* _Task statement_
Skip every image and restate the data word for word.

* _Photo-based referring expression data_
· · · ·

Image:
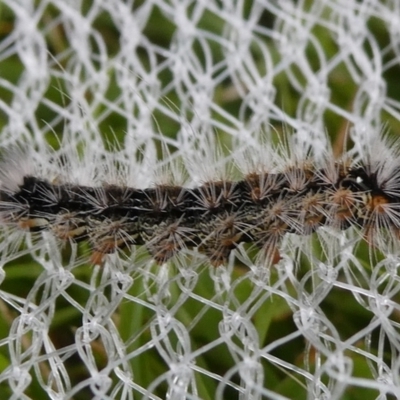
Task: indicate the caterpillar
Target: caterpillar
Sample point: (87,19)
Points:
(213,217)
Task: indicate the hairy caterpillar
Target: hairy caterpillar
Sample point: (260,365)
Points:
(215,216)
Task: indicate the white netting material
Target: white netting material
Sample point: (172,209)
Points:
(187,73)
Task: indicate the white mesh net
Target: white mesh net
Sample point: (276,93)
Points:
(124,82)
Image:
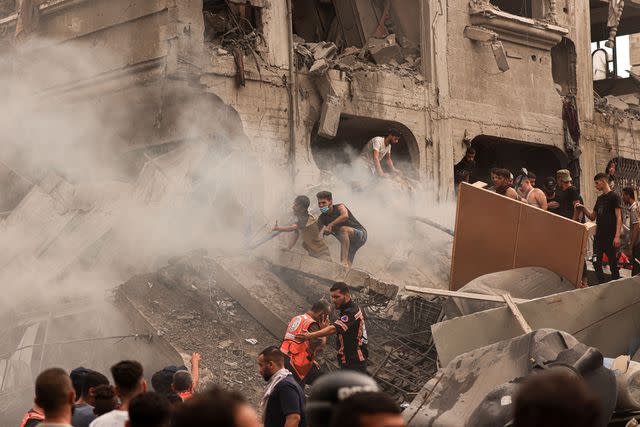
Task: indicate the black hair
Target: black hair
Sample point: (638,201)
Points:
(601,176)
(272,354)
(303,202)
(78,376)
(214,407)
(93,380)
(104,399)
(320,306)
(149,410)
(182,381)
(629,191)
(340,286)
(349,411)
(324,195)
(52,389)
(555,399)
(127,375)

· · · ·

* _Written response_
Image:
Task: indicate the caterpillar
Target: caterpillar
Sample point: (87,19)
Points:
(213,217)
Task: indicate the hairy caterpillar
Target: hairy caterpillar
Sample point: (260,365)
Points:
(215,216)
Task: indicate the white netting material
Target: white netting material
Sample point: (172,209)
Points:
(187,73)
Task: indicate the white mesh net
Target: white mesh net
Sample point: (276,93)
Points:
(124,82)
Image:
Task: indicate the black hair
Target: black hair
Sample point: (638,201)
Points:
(601,176)
(272,354)
(303,202)
(78,376)
(214,407)
(93,380)
(104,399)
(320,306)
(149,410)
(182,381)
(629,191)
(340,286)
(349,411)
(324,195)
(52,389)
(555,399)
(127,375)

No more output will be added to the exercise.